=== Text section ===
Constructing $k$-ary Orientable Sequences with Asymptotically Optimal Length
Daniel Gabrić, Joe Sawada
TL;DR
This work advances the construction of long orientable sequences over a $k$-ary alphabet by extending the cycle-joining framework to $k\ge 3$. It introduces a new parent rule yielding a cycle-joining tree on asymmetric bracelets with the Chain Property, enabling an $O(n)$-time, $O(n)$-space successor rule that produces an $OS_k(n)$ of asymptotically maximal length, for all $n\ge 3$ and $k\ge 3$. For the special case $n=2$, it provides a simple maximal-length construction, achieving $M_k(2)=k\lfloor (k-1)/2\rfloor$. The paper also derives a Möbius-inversion based formula for the exact lower bound $L_k(n)$ on the maximal orientable sequence length and shows $L_k(n)$ is asymptotically tight with $M_k(n)$, underscoring the practical efficiency of the proposed generator. These results enable scalable generation of long orientable sequences with applications in sensing, DNA-inspired computation, and related combinatorial design problems.
=== Provided material ===
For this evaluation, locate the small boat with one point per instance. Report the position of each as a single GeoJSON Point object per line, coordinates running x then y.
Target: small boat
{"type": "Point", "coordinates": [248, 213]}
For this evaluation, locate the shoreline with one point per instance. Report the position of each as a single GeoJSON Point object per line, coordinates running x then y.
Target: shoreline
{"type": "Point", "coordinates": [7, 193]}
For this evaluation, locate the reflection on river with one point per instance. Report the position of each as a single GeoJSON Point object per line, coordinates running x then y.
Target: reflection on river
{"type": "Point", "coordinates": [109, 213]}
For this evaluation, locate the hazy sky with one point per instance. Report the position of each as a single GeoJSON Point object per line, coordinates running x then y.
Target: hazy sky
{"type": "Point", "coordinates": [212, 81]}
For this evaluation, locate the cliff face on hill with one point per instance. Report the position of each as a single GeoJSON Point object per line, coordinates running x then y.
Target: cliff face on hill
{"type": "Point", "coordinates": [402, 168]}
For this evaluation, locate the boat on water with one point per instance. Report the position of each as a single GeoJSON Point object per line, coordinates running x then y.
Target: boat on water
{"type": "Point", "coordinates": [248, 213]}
===
__Task to complete__
Continue the text on k-ary orientable sequences from the point where it stops.

__Output for this task__
Abstract
An orientable sequence of order $n$ over an alphabet $\{0,1,\ldots, k{-}1\}$ is a cyclic sequence such that each length-$n$ substring appears at most once \emph{in either direction}. When $k= 2$, efficient algorithms are known to construct binary orientable sequences, with asymptotically optimal length, by applying the classic cycle-joining technique. The key to the construction is the definition of a parent rule to construct a cycle-joining tree of asymmetric bracelets. Unfortunately, the parent rule does not generalize to larger alphabets. Furthermore, unlike the binary case, a cycle-joining tree does not immediately lead to a simple successor-rule when $k \geq 3$ unless the tree has certain properties. In this paper, we derive a parent rule to derive a cycle-joining tree of $k$-ary asymmetric bracelets. This leads to a successor rule that constructs asymptotically optimal $k$-ary orientable sequences in $O(n)$ time per symbol using $O(n)$ space. In the special case when $n=2$, we provide a simple construction of $k$-ary orientable sequences of maximal length.